→ Work instructions: Write out the lines of the material verbatim, from the line containing "Can you see the downspout" through the line containing "column 107, row 56", both included.

→ Stored data:

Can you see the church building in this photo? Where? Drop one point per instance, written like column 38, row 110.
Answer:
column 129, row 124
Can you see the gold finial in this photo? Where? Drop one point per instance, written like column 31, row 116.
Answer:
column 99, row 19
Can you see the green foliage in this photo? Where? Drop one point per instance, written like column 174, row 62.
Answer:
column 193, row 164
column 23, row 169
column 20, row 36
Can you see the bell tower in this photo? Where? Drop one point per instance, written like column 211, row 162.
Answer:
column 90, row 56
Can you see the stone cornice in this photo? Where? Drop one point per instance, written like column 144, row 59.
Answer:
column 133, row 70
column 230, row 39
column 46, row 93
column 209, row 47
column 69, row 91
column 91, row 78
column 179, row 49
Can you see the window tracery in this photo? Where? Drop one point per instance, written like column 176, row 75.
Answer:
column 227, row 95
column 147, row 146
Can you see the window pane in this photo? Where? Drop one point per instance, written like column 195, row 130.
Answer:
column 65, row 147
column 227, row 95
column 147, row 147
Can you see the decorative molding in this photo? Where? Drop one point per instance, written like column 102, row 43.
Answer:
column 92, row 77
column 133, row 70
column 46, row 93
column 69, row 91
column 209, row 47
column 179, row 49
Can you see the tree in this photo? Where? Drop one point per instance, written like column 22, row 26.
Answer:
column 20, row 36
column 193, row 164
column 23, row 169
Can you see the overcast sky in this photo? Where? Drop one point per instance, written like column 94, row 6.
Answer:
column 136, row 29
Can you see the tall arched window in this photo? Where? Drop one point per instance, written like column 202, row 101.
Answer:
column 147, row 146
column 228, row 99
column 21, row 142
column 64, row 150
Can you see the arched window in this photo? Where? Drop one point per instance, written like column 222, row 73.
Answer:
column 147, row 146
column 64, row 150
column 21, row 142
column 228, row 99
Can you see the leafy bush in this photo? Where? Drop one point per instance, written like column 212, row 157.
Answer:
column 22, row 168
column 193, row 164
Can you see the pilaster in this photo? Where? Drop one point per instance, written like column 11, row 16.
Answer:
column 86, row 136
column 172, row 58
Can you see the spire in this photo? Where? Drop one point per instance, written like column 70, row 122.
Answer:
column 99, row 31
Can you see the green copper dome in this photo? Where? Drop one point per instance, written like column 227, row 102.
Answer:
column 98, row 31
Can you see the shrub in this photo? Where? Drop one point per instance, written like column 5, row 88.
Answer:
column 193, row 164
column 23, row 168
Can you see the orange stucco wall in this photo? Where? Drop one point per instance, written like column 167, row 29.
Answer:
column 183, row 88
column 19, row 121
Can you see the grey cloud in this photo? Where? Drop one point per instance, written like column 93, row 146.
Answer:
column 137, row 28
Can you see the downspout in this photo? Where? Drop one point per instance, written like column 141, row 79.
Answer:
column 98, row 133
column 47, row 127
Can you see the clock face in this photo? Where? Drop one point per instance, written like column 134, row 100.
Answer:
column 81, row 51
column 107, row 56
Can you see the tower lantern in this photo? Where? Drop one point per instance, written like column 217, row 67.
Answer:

→ Output of the task:
Can you see the downspout in this photo? Where? Drop one point per instance, written like column 141, row 79.
Answer:
column 98, row 133
column 47, row 127
Can you see the clock face in this photo? Where? Drop one point per instance, written like column 134, row 100.
Answer:
column 81, row 51
column 107, row 56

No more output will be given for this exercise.